**EXERCISE INSTRUCTIONS:** Set down every entry below exactly as it stands.

#####

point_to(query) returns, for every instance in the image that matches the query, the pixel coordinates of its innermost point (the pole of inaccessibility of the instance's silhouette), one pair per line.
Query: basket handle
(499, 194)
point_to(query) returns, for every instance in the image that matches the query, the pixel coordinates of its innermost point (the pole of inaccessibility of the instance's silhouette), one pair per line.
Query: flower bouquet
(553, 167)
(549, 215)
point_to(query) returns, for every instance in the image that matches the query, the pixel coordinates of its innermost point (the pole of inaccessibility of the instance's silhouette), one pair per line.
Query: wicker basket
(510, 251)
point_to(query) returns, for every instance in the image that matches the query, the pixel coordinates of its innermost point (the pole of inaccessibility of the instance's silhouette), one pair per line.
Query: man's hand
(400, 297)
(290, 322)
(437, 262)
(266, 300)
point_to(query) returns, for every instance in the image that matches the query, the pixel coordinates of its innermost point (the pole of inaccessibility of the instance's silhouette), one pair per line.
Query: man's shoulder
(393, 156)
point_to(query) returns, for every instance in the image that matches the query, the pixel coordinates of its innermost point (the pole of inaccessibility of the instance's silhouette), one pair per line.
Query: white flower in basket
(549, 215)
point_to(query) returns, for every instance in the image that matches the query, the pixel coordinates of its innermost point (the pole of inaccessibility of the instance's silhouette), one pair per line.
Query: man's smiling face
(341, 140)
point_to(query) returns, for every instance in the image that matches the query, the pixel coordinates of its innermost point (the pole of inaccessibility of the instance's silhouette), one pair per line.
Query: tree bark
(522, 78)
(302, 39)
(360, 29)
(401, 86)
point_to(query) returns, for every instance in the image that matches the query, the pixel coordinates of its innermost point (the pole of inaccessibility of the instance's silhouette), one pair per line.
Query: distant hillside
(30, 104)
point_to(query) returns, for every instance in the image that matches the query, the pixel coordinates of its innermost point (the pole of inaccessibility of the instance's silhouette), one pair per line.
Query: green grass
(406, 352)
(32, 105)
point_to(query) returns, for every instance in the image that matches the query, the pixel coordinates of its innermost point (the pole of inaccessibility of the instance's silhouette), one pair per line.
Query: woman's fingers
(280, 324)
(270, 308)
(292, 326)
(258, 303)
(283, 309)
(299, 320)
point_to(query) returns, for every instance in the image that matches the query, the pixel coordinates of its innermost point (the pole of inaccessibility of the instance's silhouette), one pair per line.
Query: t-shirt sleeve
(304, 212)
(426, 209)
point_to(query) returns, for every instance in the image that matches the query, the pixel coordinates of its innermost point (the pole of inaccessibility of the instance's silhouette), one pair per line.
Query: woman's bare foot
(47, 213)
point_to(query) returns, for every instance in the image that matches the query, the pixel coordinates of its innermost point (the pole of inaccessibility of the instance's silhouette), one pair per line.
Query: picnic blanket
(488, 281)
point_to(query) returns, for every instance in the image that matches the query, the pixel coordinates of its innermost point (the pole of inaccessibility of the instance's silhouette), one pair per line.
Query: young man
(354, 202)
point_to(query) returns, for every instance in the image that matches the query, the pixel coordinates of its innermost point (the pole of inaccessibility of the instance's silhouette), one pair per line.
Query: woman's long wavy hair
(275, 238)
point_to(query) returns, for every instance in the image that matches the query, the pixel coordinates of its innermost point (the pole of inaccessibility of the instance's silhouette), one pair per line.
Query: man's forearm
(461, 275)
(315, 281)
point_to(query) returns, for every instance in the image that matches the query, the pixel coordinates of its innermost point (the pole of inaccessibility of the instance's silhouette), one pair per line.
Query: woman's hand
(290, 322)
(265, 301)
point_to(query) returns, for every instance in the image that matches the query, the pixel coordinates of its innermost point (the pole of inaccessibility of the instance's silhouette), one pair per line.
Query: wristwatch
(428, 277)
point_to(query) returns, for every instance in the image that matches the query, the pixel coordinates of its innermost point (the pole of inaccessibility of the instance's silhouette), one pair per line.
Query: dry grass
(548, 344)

#####

**RESULT OF THE TASK:**
point_to(query) returns, for every instance in the image that matches the query, the pixel coordinates of its innermost point (the pole of inaccessibility of the instance's silhouette), one pair per line.
Query: basket handle
(499, 194)
point_to(query) returns, for every instance in the image that matches the query, the pixel coordinates of its innermost point (the pole of inaccessibility of the instance's silhouette), one pair per line.
Query: flower bouquet
(553, 167)
(549, 215)
point_to(query) returns, for every instance in the image that matches the query, the pixel coordinates of its innermost point (the pole of inaccessibility of the instance's silhouette), one pair per line.
Query: wicker basket
(510, 251)
point_to(query) returns, for every instance in the image that matches the query, the pixel coordinates of its innermost point (the pole of inaccessibility of the instance's silhouette), one pair per line.
Query: man's hand
(400, 297)
(290, 322)
(437, 262)
(266, 300)
point_to(query) returns, for every instance in the image that matches the query, the pixel coordinates of its innermost point (the pole of inaccessibility of the instance's silhouette), one pair per line.
Query: man's shoulder
(393, 156)
point_to(query) returns, for every instance in the image that matches the query, the pixel coordinates of its innermost point (the pole of inaccessibility of the instance's silhouette), one pair per line.
Query: white flower in basket
(549, 215)
point_to(query) returns, for every instance in the image that matches the query, the pixel coordinates of its innermost point (the pole of inaccessibility of the instance's silhouette), one pair per line.
Query: man's smiling face
(341, 140)
point_to(query) returns, for every instance in the image that matches the query, the pixel coordinates of its innermost point (the pole of inaccessibility of the instance's silhouette), one pair per line.
Query: tree bark
(522, 78)
(302, 39)
(360, 29)
(401, 86)
point_to(query) returns, for every instance in the image that matches the query, the pixel coordinates of its innermost point (the pole of inaccessibility of the instance's silhouette), one pair per line.
Query: distant hillside
(30, 104)
point_to(query) returns, for every instance in the image that matches the query, the pixel coordinates of its innermost point (the pole of inaccessibility of the instance's silhouette), one pair per line.
Query: green grass
(406, 352)
(32, 105)
point_to(query) returns, for every instance in the image that matches the query, the pixel coordinates of its innermost point (the pole of inaccessibility of the instance's silhouette), one pair per line.
Query: woman's fingers
(280, 324)
(270, 308)
(292, 326)
(258, 303)
(283, 309)
(299, 320)
point_to(query) returns, for every instance in the image that matches the query, the pixel coordinates of its innermost point (the pole of inaccessibility of the instance's silhouette), one pair per line.
Query: t-shirt sleeve
(304, 212)
(426, 209)
point_to(query) returns, for every instance in the image that matches the query, the pixel coordinates of its innermost point (the pole of inaccessibility of the instance's silhouette), one pair per line.
Query: woman's bare foot
(47, 213)
point_to(query) returns, for every instance in the image that matches the query, the pixel coordinates of its innermost point (the pole of inaccessibility of the instance's silhouette), one pair per line.
Query: picnic blanket
(488, 281)
point_to(query) returns, for every instance in the image that matches the query, the pixel coordinates of its innermost point (the pole of inaccessibility of the instance's silhouette), one pair per line.
Query: young man
(354, 202)
point_to(query) returns, for every instance in the image that matches the query, the pixel coordinates of its innermost point (the pole of inaccessibility of the instance's silhouette), one pair per line.
Query: woman's long wavy hair
(275, 238)
point_to(query) returns, for every instance in the image that matches the query, the pixel coordinates of its innermost point (the pole of inaccessibility of the instance's silhouette), one pair per line.
Query: man's forearm
(461, 275)
(315, 281)
point_to(query) returns, for every instance in the image that matches the query, the pixel coordinates of its innermost point (the pole of inaccessibility of the instance's silhouette), one pair per line.
Query: woman's hand
(290, 322)
(265, 301)
point_to(query) returns, for every instance in the image that matches the query, the pixel coordinates of its innermost point (the pole of inaccessibility of the instance's silhouette), one pair per line.
Query: wristwatch
(428, 277)
point_to(query) returns, for every instance in the image that matches the query, the pixel coordinates of its innermost point (the pole of inaccessibility of the instance's silhouette), one pair per line.
Query: dry grass
(548, 344)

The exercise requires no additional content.